[Begin]

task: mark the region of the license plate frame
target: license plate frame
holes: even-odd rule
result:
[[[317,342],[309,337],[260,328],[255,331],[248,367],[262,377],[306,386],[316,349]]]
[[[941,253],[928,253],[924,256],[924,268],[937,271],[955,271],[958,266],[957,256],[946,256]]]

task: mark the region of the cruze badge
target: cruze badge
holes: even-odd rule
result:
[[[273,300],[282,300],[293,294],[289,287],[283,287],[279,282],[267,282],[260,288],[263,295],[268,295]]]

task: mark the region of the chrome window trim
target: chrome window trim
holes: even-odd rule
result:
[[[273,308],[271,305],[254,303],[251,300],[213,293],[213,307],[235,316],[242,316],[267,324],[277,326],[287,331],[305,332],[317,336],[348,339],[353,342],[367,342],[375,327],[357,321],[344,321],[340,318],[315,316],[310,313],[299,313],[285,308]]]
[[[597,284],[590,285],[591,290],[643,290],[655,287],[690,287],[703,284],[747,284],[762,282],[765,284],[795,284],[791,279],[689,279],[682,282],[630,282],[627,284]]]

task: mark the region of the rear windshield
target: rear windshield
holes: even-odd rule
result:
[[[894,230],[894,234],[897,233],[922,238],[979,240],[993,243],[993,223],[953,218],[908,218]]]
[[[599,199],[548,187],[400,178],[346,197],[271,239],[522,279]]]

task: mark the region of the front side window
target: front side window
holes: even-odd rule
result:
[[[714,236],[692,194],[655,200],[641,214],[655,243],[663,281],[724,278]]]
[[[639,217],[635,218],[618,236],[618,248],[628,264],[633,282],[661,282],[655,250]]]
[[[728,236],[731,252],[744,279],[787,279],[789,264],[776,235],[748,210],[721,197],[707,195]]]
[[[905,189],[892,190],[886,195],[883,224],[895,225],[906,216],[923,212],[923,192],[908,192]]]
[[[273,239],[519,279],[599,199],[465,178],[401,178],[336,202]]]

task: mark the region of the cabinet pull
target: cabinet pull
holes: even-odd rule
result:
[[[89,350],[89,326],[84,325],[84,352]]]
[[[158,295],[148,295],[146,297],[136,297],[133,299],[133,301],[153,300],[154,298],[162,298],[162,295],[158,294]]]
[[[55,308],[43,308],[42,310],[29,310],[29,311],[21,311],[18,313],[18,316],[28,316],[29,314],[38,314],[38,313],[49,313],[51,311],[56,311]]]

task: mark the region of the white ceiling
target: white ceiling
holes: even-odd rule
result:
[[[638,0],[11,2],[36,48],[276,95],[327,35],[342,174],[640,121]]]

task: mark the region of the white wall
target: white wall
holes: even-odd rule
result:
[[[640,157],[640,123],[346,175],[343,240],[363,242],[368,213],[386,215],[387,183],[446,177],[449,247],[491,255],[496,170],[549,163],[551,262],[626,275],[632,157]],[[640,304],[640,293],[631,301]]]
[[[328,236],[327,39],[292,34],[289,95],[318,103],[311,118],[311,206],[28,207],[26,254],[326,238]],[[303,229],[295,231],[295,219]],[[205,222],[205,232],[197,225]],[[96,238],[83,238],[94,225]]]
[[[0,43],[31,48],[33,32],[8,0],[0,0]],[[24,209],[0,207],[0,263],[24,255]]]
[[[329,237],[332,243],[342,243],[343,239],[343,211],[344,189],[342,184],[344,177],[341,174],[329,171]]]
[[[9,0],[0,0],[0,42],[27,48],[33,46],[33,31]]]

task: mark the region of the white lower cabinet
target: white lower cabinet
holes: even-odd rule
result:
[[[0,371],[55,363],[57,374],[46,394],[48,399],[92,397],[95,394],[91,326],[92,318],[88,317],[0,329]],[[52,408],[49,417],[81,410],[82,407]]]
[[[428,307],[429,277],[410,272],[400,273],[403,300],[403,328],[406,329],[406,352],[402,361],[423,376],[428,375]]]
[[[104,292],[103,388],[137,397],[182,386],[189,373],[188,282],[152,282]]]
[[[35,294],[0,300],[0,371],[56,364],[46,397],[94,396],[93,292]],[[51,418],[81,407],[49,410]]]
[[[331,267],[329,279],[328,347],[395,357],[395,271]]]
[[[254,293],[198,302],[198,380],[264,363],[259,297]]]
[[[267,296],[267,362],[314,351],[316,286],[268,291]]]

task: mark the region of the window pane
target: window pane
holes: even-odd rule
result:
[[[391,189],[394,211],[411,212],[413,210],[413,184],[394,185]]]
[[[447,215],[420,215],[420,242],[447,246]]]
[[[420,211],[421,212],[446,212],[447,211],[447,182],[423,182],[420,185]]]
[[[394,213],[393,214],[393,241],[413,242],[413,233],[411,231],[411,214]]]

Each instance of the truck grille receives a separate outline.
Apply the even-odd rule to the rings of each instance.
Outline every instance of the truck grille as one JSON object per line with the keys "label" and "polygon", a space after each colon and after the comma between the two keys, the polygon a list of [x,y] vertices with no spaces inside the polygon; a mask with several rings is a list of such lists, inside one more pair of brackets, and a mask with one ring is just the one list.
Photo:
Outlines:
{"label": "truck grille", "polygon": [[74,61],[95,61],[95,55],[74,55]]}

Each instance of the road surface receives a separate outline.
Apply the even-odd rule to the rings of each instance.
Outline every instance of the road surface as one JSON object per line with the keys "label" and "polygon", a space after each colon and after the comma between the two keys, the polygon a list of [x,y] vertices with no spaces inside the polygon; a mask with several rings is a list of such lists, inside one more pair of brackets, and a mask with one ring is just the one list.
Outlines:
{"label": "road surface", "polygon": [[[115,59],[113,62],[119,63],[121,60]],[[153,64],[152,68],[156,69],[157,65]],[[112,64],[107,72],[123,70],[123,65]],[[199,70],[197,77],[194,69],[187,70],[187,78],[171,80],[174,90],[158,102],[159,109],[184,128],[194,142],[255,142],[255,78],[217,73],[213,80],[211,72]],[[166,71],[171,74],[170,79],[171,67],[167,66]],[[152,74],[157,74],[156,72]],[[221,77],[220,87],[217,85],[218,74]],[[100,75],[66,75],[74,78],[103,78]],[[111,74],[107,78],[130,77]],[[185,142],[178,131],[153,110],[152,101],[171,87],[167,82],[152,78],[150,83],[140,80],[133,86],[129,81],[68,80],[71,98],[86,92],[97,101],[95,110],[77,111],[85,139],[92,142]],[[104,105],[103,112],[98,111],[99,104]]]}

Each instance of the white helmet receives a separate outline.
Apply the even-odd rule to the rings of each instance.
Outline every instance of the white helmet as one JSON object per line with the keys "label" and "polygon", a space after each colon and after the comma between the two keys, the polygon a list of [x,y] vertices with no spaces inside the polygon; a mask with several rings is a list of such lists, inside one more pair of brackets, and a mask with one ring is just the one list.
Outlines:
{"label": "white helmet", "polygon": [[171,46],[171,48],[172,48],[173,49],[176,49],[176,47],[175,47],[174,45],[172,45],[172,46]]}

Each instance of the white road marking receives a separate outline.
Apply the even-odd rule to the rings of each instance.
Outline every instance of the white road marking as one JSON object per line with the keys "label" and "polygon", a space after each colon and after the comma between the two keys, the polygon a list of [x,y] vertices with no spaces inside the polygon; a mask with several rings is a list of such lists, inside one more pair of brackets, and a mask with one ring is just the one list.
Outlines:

[End]

- **Do this**
Give everything from the start of the material down to the line containing "[[[599,199],[548,187],[400,178],[346,197],[271,239],[522,279]]]", both ends included, as a Markdown table with the columns Row and Material line, leaving out blank lines.

- **Problem solution**
| Row | Material line |
|---|---|
| 1 | task: mark the region of the license plate frame |
| 2 | target: license plate frame |
| 3 | holes: even-odd rule |
| 4 | result: |
| 5 | [[[317,342],[309,337],[260,328],[255,331],[248,367],[262,377],[306,386],[316,349]]] |
| 6 | [[[941,253],[928,253],[924,256],[924,268],[937,271],[955,271],[958,266],[957,256],[946,256]]] |
| 7 | task: mark the region of the cruze badge |
| 8 | target: cruze badge |
| 9 | holes: even-odd rule |
| 10 | result: |
| 11 | [[[273,300],[282,300],[293,294],[289,287],[283,287],[279,282],[267,282],[260,288],[263,295],[268,295]]] |
| 12 | task: mark the region of the chrome window trim |
| 13 | target: chrome window trim |
| 14 | holes: even-odd rule |
| 15 | result: |
| 16 | [[[273,308],[271,305],[254,303],[251,300],[213,293],[213,307],[235,316],[242,316],[267,324],[277,326],[287,331],[305,332],[317,336],[348,339],[353,342],[367,342],[375,327],[357,321],[344,321],[340,318],[315,316],[310,313],[299,313],[285,308]]] |
| 17 | [[[597,284],[590,285],[591,290],[643,290],[655,287],[690,287],[703,284],[747,284],[762,282],[765,284],[795,284],[791,279],[689,279],[682,282],[630,282],[627,284]]] |
| 18 | task: mark the region of the rear windshield |
| 19 | target: rear windshield |
| 20 | holes: even-odd rule |
| 21 | result: |
| 22 | [[[894,230],[894,234],[897,233],[922,238],[979,240],[993,243],[993,223],[953,218],[908,218]]] |
| 23 | [[[599,199],[548,187],[400,178],[346,197],[271,239],[522,279]]] |